### [DOCUMENT EXCERPT]
--- START ---

New Orleans Hospital Settles Post-Katrina Wrongful Death Lawsuit
Pendleton Memorial Methodist Hospital in New Orleans and its corporate parent have settled a wrongful-death lawsuit brought by the family of a 73-year-old woman who died after Hurricane Katrina left the hospital without electricity.
Terms of the settlement with Althea LaCoste’s family were sealed.
The suit was expected to test the limits of hospitals’ liability for disaster planning. But the settlement leaves the larger legal issues unresolved with many similar cases awaiting future juries.
Trial is scheduled May 10 trial for the family of Lorraine Edwards, a 58-year-old woman who died alongside LaCoste at Methodist.
LaCoste’s family did not claim malpractice by doctors or nurses, but alleged that the hospital and Universal Health Services Inc. of King of Prussia, Pa., negligently failed to prepare for a storm of Katrina’s magnitude.
LaCoste was recovering from pneumonia and using a portable ventilator. Relatives took her to Methodist Hospital as the hurricane approached. She survived the 18 hours without power, but her family says the trauma led to her death.
The Louisiana Supreme Court rejected Methodist’s attempts to try the case under Louisiana’s medical malpractice law, which limits awards to $500,000. General negligence awards are not capped.
Attorney Laurence Best said Methodist should have put the fuel pump for a rooftop generator above ground level. When that pump flooded, it cut off the diesel supply from a 10,000-gallon tank.
Best highlighted a 2002 letter from Cameron Barr, then president of the hospital, warning that the emergency power system was susceptible to flooding.
Larry Graham, who was Methodist chief executive at the time of Hurricane Katrina, told jurors that Barr did not mention that to him in 2003, when UHS bought the hospital. Graham said he knew there was a rooftop generator and a larger diesel supply at ground level. Graham also confirmed that he went fishing Aug. 27, 2009, unaware that Katrina’s path had shifted overnight toward southeast Louisiana.
Records and testimony from UHS executives established that the firm hired consultants to review its physical plants. Best said that suggested that they should have been aware of flooding risks.
Lead defense attorney David Bowling – who also will represent Methodist and UHS in the Edwards case – said the hospital and its parent company took reasonable precautions. He told jurors that all New Orleans residents, including the LaCostes, knew as much about hurricane dangers as did the Methodist brass.
Bowling concentrated on Althea LaCoste’s poor health history, which included congestive heart failure, diabetes, kidney dialysis, high blood pressure, surgeries, the home ventilator implanted in her neck and a “do not resuscitate” order filed during a months long hospitalization the year she died.
The two sides offered competing witnesses offering expert testimony on the effectiveness of the emergency power system design.
Attention now shifts to the scheduled May 10 trial for the family of Lorraine Edwards, a 58-year-old woman who died alongside Althea LaCoste at Methodist.
Gregory Di Leo, the Edwards family’s attorney, watched the LaCoste trial. He said he benefited from watching presentations of the same facts and some of the same expert witnesses.
Di Leo also says Edwards was younger than Lacoste and in better health. He says he believes that makes his case stronger.

--- END ---

According to the article about the Katrina wrongful-death settlement, what limit does Louisiana's medical malpractice law put on awards? Rely only on the article about the Katrina wrongful-death settlement.

### [EXTRACTED MATERIAL]
--- START ---

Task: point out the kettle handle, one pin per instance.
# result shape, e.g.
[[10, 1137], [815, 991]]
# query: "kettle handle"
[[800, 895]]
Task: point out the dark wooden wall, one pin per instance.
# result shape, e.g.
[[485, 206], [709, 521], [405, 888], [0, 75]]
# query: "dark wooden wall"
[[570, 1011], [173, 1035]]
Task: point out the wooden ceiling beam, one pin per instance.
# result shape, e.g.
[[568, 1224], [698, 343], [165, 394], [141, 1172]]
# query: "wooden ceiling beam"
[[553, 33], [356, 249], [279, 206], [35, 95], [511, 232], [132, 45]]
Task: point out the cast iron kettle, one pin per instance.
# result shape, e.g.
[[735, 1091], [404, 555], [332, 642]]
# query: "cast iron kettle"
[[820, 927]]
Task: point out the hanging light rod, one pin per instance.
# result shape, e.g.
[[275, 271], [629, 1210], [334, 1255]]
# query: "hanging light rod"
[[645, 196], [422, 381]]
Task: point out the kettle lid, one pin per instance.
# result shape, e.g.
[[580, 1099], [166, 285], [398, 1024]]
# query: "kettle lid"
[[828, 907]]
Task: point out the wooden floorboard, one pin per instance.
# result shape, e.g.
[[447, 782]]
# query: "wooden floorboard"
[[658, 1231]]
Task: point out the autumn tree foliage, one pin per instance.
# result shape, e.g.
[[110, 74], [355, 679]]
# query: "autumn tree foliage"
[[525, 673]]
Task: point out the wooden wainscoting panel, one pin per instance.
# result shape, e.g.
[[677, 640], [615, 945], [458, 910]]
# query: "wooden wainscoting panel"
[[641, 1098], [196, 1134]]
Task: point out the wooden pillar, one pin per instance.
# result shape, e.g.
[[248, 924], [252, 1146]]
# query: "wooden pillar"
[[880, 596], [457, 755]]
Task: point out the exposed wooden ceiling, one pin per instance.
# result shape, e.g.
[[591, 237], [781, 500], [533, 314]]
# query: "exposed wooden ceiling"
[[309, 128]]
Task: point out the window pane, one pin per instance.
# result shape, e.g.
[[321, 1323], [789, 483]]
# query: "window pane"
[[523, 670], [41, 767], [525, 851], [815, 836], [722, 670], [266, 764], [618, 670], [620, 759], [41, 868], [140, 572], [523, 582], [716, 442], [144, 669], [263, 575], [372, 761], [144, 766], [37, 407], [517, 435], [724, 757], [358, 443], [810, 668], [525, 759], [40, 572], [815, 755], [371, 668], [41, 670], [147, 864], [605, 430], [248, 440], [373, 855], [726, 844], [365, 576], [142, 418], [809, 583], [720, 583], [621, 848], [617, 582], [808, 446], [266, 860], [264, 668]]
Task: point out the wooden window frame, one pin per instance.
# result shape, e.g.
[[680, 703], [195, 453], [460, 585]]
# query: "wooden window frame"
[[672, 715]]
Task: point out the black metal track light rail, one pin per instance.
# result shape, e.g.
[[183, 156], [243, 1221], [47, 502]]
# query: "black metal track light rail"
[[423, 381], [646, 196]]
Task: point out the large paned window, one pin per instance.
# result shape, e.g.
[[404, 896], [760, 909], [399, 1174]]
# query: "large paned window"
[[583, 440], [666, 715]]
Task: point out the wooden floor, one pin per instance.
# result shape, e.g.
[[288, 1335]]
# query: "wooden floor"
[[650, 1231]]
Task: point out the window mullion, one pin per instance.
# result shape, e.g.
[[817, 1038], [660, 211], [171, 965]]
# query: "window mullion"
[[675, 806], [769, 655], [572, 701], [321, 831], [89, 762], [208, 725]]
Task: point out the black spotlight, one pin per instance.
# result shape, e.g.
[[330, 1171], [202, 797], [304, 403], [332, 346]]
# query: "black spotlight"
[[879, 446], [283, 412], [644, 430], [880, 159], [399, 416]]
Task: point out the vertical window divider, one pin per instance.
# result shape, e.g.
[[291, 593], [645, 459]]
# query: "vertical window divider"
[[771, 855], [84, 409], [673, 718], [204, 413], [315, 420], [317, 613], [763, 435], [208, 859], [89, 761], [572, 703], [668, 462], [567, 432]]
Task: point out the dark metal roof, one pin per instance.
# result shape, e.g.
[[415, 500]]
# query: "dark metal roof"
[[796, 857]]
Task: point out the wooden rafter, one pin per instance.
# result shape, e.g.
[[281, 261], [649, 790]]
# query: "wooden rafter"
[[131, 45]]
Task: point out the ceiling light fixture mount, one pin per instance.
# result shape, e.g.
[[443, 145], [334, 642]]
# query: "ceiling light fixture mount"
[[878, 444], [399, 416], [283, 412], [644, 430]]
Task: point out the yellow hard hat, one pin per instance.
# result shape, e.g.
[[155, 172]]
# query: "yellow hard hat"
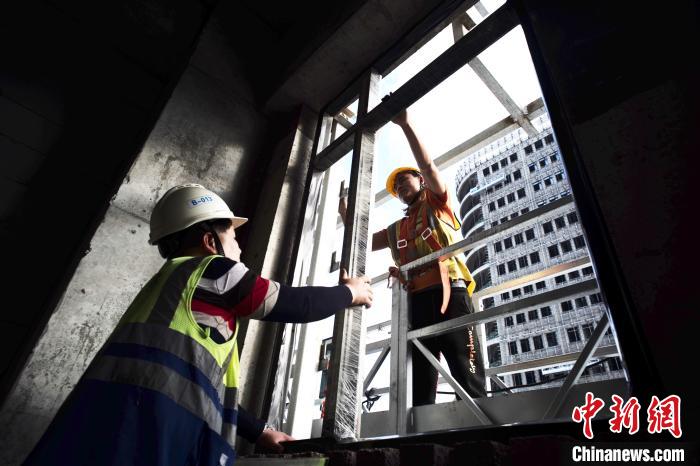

--- END ---

### [TASK ANSWER]
It limits awards to $500,000.